*DIRECTIONS:* Find every line containing "green" in the records below and report the tally as a bare number.

*RECORD EXCERPTS:*
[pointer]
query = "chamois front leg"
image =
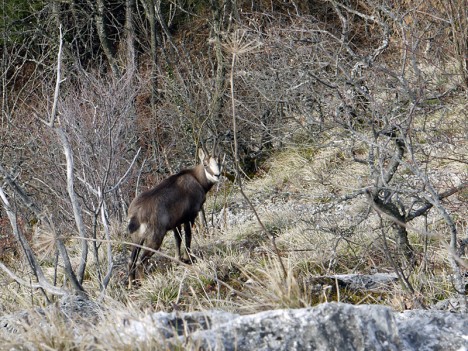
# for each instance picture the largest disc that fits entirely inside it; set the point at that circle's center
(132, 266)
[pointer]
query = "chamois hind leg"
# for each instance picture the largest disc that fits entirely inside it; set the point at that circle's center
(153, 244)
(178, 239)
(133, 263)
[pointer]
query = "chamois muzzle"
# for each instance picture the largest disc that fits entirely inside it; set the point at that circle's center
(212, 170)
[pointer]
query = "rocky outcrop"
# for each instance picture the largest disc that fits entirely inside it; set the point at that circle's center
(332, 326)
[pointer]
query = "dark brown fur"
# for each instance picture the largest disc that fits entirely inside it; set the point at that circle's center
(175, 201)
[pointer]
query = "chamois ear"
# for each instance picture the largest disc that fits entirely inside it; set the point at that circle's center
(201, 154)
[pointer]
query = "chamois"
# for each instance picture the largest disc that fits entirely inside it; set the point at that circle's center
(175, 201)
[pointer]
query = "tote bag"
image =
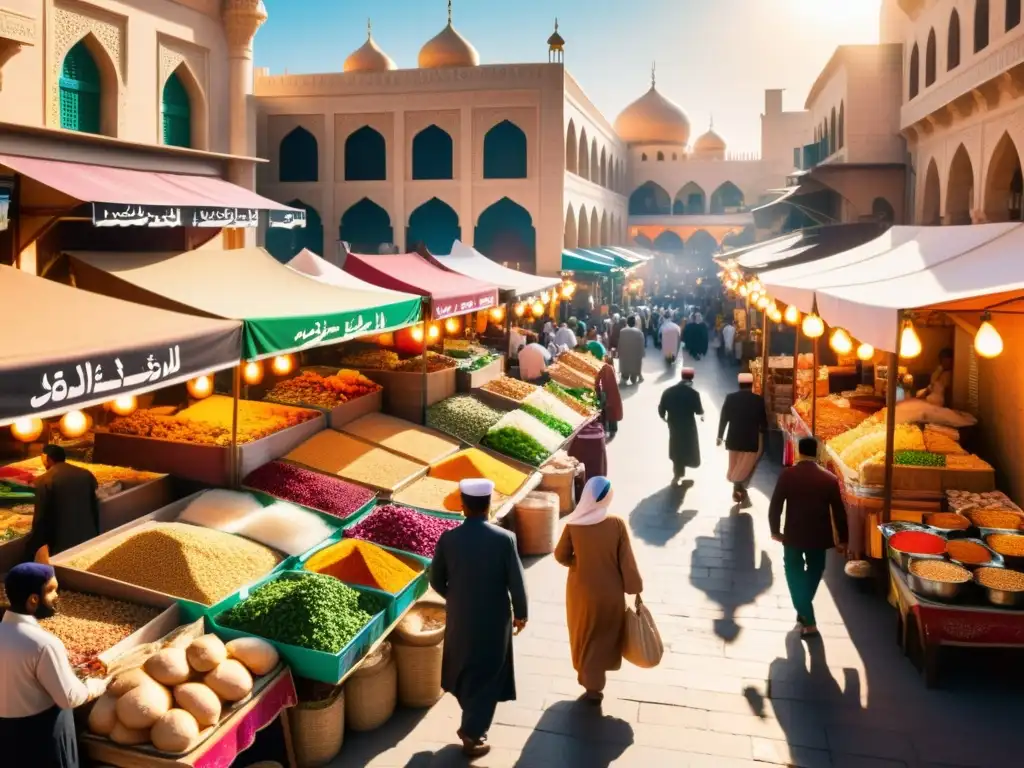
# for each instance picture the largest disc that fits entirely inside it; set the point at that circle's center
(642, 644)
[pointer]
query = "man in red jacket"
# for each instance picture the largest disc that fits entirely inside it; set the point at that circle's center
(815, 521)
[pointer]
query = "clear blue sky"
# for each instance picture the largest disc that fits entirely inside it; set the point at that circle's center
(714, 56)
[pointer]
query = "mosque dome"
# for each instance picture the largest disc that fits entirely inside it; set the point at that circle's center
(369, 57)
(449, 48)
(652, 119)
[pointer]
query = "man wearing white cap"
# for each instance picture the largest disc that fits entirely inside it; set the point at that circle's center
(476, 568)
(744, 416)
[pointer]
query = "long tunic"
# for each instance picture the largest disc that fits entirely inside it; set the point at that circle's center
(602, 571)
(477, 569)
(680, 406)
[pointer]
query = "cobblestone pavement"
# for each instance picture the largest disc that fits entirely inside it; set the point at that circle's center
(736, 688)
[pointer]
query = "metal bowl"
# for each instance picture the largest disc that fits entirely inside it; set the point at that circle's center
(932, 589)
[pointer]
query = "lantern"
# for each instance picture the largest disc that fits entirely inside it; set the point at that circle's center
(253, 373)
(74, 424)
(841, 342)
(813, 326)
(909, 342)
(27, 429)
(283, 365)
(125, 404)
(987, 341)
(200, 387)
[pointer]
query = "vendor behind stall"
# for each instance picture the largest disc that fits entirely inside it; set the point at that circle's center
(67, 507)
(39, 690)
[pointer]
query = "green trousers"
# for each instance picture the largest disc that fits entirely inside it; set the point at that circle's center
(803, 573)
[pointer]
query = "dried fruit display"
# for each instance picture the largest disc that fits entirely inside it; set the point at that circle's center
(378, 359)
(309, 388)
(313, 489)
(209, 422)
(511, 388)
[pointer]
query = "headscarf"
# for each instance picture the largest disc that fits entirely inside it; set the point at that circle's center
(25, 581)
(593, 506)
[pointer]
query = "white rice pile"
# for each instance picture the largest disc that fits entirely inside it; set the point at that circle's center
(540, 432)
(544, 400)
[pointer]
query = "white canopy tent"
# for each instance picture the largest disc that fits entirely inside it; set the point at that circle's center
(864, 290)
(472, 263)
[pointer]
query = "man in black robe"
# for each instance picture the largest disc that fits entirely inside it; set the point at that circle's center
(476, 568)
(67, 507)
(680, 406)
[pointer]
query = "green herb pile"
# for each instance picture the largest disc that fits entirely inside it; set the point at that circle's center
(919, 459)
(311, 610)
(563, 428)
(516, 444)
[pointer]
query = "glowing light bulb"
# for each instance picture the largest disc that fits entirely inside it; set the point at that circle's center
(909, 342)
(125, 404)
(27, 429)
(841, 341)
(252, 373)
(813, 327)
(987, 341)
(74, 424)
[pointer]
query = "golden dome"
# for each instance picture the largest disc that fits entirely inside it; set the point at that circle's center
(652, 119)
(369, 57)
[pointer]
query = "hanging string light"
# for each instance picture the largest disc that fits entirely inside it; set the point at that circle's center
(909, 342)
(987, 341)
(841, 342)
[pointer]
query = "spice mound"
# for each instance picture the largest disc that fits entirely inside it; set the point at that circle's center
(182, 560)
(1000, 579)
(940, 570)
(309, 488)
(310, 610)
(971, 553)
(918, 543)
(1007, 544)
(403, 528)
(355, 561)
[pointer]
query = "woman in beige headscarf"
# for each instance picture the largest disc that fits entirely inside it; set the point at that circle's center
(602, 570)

*TASK RESULT:* 2